[Image outline annotation listing]
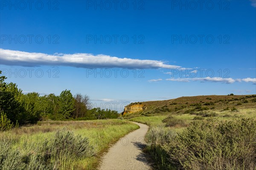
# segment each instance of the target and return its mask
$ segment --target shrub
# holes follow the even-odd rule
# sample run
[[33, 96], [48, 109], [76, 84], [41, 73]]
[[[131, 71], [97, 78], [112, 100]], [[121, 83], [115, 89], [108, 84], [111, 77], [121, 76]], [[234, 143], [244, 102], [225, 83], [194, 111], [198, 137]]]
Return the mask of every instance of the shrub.
[[243, 103], [248, 103], [248, 102], [249, 102], [247, 100], [244, 100], [243, 101]]
[[122, 116], [120, 116], [120, 117], [118, 117], [117, 118], [118, 119], [120, 119], [120, 120], [123, 120], [124, 119], [124, 118]]
[[73, 169], [67, 160], [95, 154], [87, 138], [75, 136], [66, 129], [58, 130], [52, 139], [36, 145], [24, 144], [24, 148], [29, 147], [29, 151], [21, 152], [13, 147], [11, 141], [0, 140], [0, 170]]
[[218, 116], [218, 114], [215, 112], [205, 113], [202, 116], [203, 117], [216, 117]]
[[187, 125], [185, 121], [183, 119], [177, 119], [172, 116], [169, 116], [164, 119], [163, 120], [163, 122], [166, 123], [166, 126], [173, 127], [179, 126], [180, 127], [185, 127]]
[[230, 111], [231, 112], [238, 112], [239, 111], [238, 110], [238, 109], [237, 109], [236, 108], [234, 107], [233, 107], [233, 108], [232, 108], [231, 109]]
[[230, 114], [226, 114], [225, 115], [224, 115], [223, 117], [232, 117], [232, 116]]
[[256, 102], [256, 99], [253, 99], [251, 100], [252, 102]]
[[204, 119], [201, 116], [195, 116], [193, 118], [193, 120], [204, 120]]
[[214, 103], [213, 102], [206, 102], [206, 103], [204, 103], [204, 105], [205, 105], [206, 106], [210, 106], [211, 105], [214, 105]]
[[169, 143], [175, 136], [174, 133], [163, 126], [157, 126], [151, 128], [145, 138], [148, 145], [163, 145]]
[[13, 127], [13, 123], [7, 118], [3, 112], [0, 112], [0, 131], [9, 130]]
[[223, 111], [226, 111], [226, 110], [229, 110], [229, 108], [228, 107], [227, 107], [227, 108], [224, 108], [222, 110]]
[[169, 163], [178, 170], [253, 169], [256, 121], [195, 122], [163, 147]]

**Problem description**
Reproduce the listing above line for line, without the pictures.

**Task output**
# segment each instance of the target and return its mask
$ segment --target shrub
# holes follow the even-odd rule
# sample run
[[33, 96], [48, 109], [76, 84], [41, 73]]
[[[131, 71], [97, 78], [112, 100]], [[121, 83], [115, 89], [108, 84], [111, 77], [121, 76]], [[234, 143], [244, 102], [225, 83], [194, 111], [198, 137]]]
Return the mask of every instance of the shrub.
[[243, 103], [248, 103], [248, 102], [249, 102], [247, 100], [244, 100], [243, 101]]
[[122, 116], [120, 116], [120, 117], [118, 117], [117, 118], [118, 119], [120, 119], [120, 120], [123, 120], [124, 119], [124, 118]]
[[73, 169], [67, 160], [95, 154], [87, 138], [75, 136], [66, 129], [58, 130], [52, 139], [36, 145], [24, 144], [24, 148], [29, 147], [29, 151], [21, 152], [13, 147], [11, 141], [0, 140], [0, 170]]
[[218, 116], [218, 114], [215, 112], [205, 113], [202, 116], [203, 117], [216, 117]]
[[187, 125], [185, 121], [183, 119], [177, 119], [172, 116], [169, 116], [164, 119], [163, 120], [163, 122], [166, 123], [166, 126], [173, 127], [179, 126], [180, 127], [185, 127]]
[[230, 111], [231, 112], [238, 112], [239, 111], [238, 110], [238, 109], [237, 109], [236, 108], [234, 107], [233, 107], [233, 108], [232, 108], [231, 109]]
[[230, 114], [226, 114], [225, 115], [224, 115], [223, 117], [232, 117], [232, 116]]
[[256, 102], [256, 99], [253, 99], [251, 100], [252, 102]]
[[204, 119], [201, 116], [195, 116], [193, 118], [193, 120], [204, 120]]
[[214, 103], [213, 102], [206, 102], [206, 103], [204, 103], [204, 105], [205, 105], [206, 106], [210, 106], [211, 105], [214, 105]]
[[169, 143], [175, 136], [174, 133], [163, 126], [157, 126], [151, 128], [145, 138], [148, 145], [163, 145]]
[[13, 127], [13, 123], [7, 118], [3, 112], [0, 112], [0, 131], [9, 130]]
[[223, 111], [226, 111], [226, 110], [229, 110], [229, 108], [228, 107], [227, 107], [227, 108], [224, 108], [222, 110]]
[[169, 163], [178, 170], [253, 169], [256, 121], [195, 122], [163, 147]]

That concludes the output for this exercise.